PASSAGE: Begin
The Orthodox Church understands repentance to be a fundamental spiritual awakening, far more profound than getting bit by a political bug.

Repentance is not just True Awakening. It is also Heaven's best-kept secret.

Curiouser and curiouser

Furthermore, as far as awakening goes, it is the dogmatic theology of the Eastern Orthodox Church that it was always Plan A for our race to eat of the Tree of the Knowledge of Good and Evil. It was initially forbidden, but the ban was only temporary, until Adam and Life could grow strong enough to eat such foods. The reason Adam and Eve fell after eating the fruit was not that they ate something that they were not meant to eat; it is because they went behind God's back and were like an infant trying to eat solid food when it needs breast milk.
PASSAGE: End
RECORDED DATA: Begin
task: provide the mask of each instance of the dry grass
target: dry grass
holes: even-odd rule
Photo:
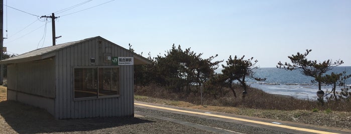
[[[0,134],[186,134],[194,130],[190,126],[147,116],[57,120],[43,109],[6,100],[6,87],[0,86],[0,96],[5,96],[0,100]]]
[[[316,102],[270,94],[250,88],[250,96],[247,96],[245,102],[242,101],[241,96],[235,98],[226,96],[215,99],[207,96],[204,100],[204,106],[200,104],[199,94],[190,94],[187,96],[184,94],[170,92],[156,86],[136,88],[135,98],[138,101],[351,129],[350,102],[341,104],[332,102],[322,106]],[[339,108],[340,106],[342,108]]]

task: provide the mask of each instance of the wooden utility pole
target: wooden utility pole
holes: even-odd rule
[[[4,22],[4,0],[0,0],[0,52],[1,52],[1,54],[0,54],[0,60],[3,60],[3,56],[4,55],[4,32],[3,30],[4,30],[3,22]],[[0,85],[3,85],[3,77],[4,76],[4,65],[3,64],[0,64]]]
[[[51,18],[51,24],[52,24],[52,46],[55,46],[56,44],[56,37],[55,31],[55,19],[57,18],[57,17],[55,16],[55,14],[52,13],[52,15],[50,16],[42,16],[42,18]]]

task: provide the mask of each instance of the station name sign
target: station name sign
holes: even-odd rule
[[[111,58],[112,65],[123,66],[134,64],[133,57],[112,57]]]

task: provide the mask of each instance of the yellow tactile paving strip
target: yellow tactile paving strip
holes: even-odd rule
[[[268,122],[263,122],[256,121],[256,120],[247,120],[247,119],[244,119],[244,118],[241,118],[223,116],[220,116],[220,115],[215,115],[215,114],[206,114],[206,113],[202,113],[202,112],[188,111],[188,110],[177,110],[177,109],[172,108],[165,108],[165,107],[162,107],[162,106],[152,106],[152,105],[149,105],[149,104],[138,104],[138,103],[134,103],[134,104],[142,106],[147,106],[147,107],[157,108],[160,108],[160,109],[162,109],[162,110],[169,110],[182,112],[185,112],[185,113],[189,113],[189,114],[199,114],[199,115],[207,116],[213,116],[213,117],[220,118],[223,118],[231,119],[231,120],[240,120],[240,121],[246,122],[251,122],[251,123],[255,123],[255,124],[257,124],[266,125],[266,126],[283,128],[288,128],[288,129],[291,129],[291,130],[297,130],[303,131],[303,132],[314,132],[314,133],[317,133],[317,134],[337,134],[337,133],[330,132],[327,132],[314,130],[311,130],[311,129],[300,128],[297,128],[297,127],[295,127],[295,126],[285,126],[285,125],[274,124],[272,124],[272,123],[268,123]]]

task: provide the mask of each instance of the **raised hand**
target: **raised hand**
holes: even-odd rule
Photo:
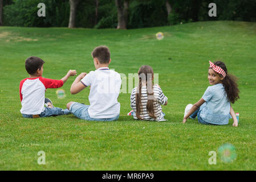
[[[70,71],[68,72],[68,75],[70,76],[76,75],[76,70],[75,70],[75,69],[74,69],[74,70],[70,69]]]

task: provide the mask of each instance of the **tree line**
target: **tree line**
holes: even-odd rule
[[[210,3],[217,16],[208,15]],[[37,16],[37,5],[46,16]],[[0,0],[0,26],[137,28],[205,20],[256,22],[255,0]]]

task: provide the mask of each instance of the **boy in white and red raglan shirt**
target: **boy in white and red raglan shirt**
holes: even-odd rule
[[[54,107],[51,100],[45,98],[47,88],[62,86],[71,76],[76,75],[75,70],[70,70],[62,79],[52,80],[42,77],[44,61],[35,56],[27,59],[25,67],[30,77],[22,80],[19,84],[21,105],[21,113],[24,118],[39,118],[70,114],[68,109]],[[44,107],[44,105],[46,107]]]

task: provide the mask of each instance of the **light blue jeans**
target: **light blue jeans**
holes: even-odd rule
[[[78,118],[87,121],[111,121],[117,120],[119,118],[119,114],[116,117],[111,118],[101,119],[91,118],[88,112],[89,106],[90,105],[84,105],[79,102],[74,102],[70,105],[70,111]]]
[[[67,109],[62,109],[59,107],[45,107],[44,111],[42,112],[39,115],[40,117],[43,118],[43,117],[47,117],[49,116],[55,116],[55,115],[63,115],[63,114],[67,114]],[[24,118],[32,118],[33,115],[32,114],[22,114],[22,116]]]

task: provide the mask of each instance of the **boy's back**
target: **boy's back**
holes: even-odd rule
RECORDED DATA: End
TASK = Could you quote the stretch of the passage on repentance from "Furthermore, as far" through "needs breast milk."?

REPLY =
Furthermore, as far as awakening goes, it is the dogmatic theology of the Eastern Orthodox Church that it was always Plan A for our race to eat of the Tree of the Knowledge of Good and Evil. It was initially forbidden, but the ban was only temporary, until Adam and Life could grow strong enough to eat such foods. The reason Adam and Eve fell after eating the fruit was not that they ate something that they were not meant to eat; it is because they went behind God's back and were like an infant trying to eat solid food when it needs breast milk.